# WHAT THE EXERCISE ASKS
Drop the pictures, then extract the listing word for word.

# MATERIAL TO PROCESS
-- Begin --

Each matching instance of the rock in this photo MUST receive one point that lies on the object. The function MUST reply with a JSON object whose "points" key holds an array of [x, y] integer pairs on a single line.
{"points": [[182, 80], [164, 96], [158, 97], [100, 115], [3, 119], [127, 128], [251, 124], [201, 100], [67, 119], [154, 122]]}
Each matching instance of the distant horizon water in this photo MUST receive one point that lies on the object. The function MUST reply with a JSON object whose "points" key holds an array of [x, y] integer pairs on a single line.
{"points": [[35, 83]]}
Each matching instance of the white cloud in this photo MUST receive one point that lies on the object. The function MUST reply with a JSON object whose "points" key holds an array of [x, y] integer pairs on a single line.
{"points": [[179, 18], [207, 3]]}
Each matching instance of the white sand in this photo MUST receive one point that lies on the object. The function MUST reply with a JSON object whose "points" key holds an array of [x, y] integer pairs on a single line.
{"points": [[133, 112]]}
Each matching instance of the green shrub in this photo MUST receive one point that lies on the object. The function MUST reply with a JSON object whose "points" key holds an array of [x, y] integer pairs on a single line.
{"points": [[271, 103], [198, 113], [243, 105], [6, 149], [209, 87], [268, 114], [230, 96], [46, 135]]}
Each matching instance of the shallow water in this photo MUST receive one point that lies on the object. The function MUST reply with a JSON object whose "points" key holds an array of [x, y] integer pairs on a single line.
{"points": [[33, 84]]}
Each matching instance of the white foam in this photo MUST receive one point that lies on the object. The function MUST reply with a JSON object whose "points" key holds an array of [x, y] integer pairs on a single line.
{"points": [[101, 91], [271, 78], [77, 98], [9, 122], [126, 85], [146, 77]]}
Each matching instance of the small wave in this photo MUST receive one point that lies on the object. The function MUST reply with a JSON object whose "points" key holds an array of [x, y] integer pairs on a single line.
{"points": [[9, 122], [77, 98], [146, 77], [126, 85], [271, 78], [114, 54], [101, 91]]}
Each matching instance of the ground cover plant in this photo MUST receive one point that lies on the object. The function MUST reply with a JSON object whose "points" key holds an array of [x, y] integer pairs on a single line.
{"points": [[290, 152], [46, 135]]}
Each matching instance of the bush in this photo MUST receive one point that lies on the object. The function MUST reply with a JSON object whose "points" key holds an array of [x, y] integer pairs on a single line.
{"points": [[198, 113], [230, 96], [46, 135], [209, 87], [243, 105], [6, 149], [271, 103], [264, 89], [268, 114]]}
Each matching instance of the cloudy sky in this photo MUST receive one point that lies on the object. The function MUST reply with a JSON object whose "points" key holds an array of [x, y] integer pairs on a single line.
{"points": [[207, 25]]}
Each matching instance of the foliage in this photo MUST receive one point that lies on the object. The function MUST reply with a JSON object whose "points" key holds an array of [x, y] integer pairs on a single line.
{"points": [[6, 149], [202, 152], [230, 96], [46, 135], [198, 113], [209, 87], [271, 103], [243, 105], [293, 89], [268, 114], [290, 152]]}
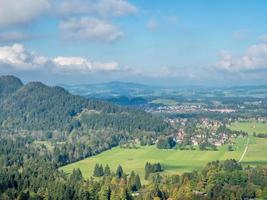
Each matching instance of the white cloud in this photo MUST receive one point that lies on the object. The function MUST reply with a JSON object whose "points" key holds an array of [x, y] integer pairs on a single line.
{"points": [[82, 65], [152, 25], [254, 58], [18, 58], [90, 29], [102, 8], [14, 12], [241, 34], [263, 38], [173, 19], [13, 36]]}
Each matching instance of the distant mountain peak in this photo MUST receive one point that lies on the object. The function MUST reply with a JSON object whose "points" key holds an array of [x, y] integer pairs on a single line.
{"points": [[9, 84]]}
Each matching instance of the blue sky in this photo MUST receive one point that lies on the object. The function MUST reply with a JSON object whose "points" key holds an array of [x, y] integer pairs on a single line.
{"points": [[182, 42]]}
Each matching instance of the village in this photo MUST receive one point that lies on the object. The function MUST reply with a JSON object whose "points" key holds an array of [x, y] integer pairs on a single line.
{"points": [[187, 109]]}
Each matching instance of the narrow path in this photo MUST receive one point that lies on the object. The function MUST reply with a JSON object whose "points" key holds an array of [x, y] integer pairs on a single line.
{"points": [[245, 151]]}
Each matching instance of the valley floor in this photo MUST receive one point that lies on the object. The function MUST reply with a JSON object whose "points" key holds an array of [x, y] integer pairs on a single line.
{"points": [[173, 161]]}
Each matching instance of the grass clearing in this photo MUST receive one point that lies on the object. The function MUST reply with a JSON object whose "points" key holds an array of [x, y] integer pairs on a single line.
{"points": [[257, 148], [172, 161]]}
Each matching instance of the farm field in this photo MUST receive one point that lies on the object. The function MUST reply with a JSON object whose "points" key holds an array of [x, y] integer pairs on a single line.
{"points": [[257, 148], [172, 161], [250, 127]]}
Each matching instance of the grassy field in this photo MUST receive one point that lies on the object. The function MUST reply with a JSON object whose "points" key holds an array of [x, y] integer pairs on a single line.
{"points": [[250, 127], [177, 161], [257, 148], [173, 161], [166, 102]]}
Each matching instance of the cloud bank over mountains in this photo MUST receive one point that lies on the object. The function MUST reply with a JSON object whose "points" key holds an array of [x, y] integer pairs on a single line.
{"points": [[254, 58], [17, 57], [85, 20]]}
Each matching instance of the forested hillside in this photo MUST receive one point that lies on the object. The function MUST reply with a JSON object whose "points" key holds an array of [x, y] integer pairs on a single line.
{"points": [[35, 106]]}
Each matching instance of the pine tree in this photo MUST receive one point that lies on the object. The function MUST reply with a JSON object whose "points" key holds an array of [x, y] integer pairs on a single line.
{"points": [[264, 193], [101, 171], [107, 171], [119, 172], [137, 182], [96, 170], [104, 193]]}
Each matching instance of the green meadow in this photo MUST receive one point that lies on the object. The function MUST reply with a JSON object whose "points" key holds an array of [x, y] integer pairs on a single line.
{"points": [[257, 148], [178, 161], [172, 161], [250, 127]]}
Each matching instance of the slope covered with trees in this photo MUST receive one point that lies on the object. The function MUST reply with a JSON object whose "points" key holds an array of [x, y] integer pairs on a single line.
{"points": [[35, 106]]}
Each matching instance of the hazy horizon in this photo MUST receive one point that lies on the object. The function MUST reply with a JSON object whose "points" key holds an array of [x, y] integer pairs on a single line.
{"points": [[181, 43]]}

-- End --

# TASK RESPONSE
Each matching instance of the rock in this photo MUST receive one point that lies on the object. The function MUST reply with a JSON object whose "points" key holds an array of [x, y] integer pairs on a single line.
{"points": [[182, 80], [164, 96], [158, 97], [100, 115], [3, 119], [127, 128], [251, 124], [201, 100], [67, 119], [154, 122]]}
Each matching instance of the distant horizon water in this photo MUST receive one point that lies on the object. The function MUST reply with a JSON object whose "points" key holds an array of [x, y] integer pairs on a single line.
{"points": [[35, 83]]}
Each matching instance of the white cloud in this photo MUST receive one point that lies on the object. The function MUST reply with a JSON object whose "points" key holds an array of [x, y] integer pairs on a single line.
{"points": [[179, 18], [207, 3]]}
Each matching instance of the white sand in this photo MUST receive one point that lies on the object. The function MUST reply with a JSON object whose "points" key holds an array of [x, y] integer pairs on a single line.
{"points": [[133, 112]]}
Each matching instance of the green shrub in this photo MUST receive one point that lies on the object. The function MUST reply with a JSON object whose "points" key holds an array of [x, y] integer pairs on a single line.
{"points": [[271, 103], [198, 113], [243, 105], [6, 149], [209, 87], [268, 114], [230, 96], [46, 135]]}
Each matching instance of the shallow water in this photo MUST receive one point that lies on the object. The function MUST reply with a JSON object whose "points" key holds an array of [x, y] integer pairs on a single line.
{"points": [[33, 84]]}
Each matching instance of the white foam in this photo MUST receive one point that lies on the object. The function MUST reply with a JSON object whose "points" key holds an array of [x, y] integer pairs on a single line.
{"points": [[101, 91], [271, 78], [77, 98], [9, 122], [126, 85], [146, 77]]}
Each matching instance of the small wave in this photo MUST receive one point that lies on the object. The function MUST reply with a JSON object whose "points" key holds an array of [x, y] integer pairs on a single line.
{"points": [[9, 122], [77, 98], [146, 77], [126, 85], [271, 78], [114, 54], [101, 91]]}
Each matching instance of the ground cover plant in this photo MUST receive one point that lies on the object. The function MUST reply with a JSON object whose "points" key holds an array of [x, y] integer pairs on a single line.
{"points": [[290, 152], [46, 135]]}
Each matching instance of the bush in this photo MUST receive one point that lies on the object. The function MUST reply with a JSON object whose "points" key holds an array of [x, y] integer pairs on a single line.
{"points": [[198, 113], [230, 96], [46, 135], [209, 87], [243, 105], [6, 149], [271, 103], [264, 89], [268, 114]]}
Each matching instance of the cloudy sky in this photo MUST receive one point that lies on the object. The function MUST reply with a JSON object whose "points" key holds an array of [x, y] integer pairs on a single line.
{"points": [[207, 25]]}
Each matching instance of the foliage in this photo MUST receive one point that lies on the object. The function MUST reply with a JSON object whose "points" key holds an array of [x, y] integer pairs on a single line.
{"points": [[6, 149], [202, 152], [230, 96], [46, 135], [198, 113], [209, 87], [271, 103], [243, 105], [293, 89], [268, 114], [290, 152]]}
Each matching instance of the white cloud in this photo MUST receive one point that lies on the object. The function MUST reply with a JSON object whose "points" key holds an array of [x, y] integer pairs on a single line.
{"points": [[82, 65], [152, 25], [254, 58], [18, 58], [90, 29], [102, 8], [14, 12], [241, 34], [263, 38], [173, 19], [13, 36]]}
Each matching instance of the distant mountain peak in this photo MUST receive one point that lies on the object. The function MUST reply with a JSON object whose "points" key holds an array of [x, y] integer pairs on a single line.
{"points": [[9, 84]]}
Each matching instance of the blue sky in this photo MUST receive one point that lies on the object. The function MUST reply with a JSON object whose "points" key holds an array of [x, y] integer pairs on a single line.
{"points": [[182, 42]]}
Each matching instance of the village in this photo MUST receive one point that lies on the object. The function MUST reply with a JSON object whose "points" key holds an array of [x, y] integer pairs on a single line.
{"points": [[187, 109]]}
Each matching instance of the narrow path in this photo MUST receive one point that lies on the object. The function MUST reply with a JSON object whose "points" key holds an array of [x, y] integer pairs on a single line.
{"points": [[245, 151]]}
Each matching instance of the valley floor in this photo MUST receive one point that lies on the object. The function MUST reply with a JSON object whose "points" key holds an array of [x, y] integer pairs on a single line.
{"points": [[173, 161]]}
Each matching instance of the grass clearing in this photo MUST receive one point that lies on the object. The function MUST reply with a JSON object whose "points" key holds an array of [x, y] integer pairs on a single line.
{"points": [[257, 148], [172, 161]]}
Each matching instance of the farm field in this photo MUST receive one point that lies on the object. The function MUST reply with a JSON object whose "points" key holds an array of [x, y] integer pairs on a single line.
{"points": [[257, 148], [172, 161], [250, 127]]}
Each matching instance of the grassy field in this photo MUST receive one point that lies on the object. The function MUST reply with a JSON object whose "points" key holds an array of [x, y] integer pairs on a single line.
{"points": [[250, 127], [177, 161], [257, 148], [173, 161], [166, 102]]}
Each matching instance of the cloud bank over mountains in this photo MUST receive one point that lies on the object. The function MUST reply with a JSON object whose "points" key holds an array of [x, y] integer pairs on a single line.
{"points": [[254, 58], [17, 57], [85, 20]]}
Each matching instance of the forested hillside in this photo MUST receive one point that lies on the object. The function MUST reply with a JSON object whose "points" key holds an array of [x, y] integer pairs on a single line.
{"points": [[35, 106]]}
Each matching instance of the pine tree in this photo MUST receive one point that lies on the object. The function MUST reply with a JSON object whose "points" key holds an array of [x, y] integer pairs on a single line.
{"points": [[264, 193], [101, 171], [107, 171], [119, 172], [137, 182], [96, 170], [104, 193]]}
Each matching instance of the green meadow in this photo MUST receive one point that lies on the object. The function MUST reply with a JSON object whose "points" key holds an array of [x, y] integer pairs on a single line.
{"points": [[257, 148], [178, 161], [172, 161], [250, 127]]}
Each matching instance of the slope covered with trees in this photo MUST receive one point that lies on the object. The function MUST reply with a JSON object whose "points" key holds an array of [x, y] integer pairs on a single line.
{"points": [[35, 106]]}
Each matching instance of the hazy horizon in this photo MUST receive one point that lies on the object. The function MUST reply with a JSON object whose "points" key holds an array of [x, y] integer pairs on a single line.
{"points": [[181, 43]]}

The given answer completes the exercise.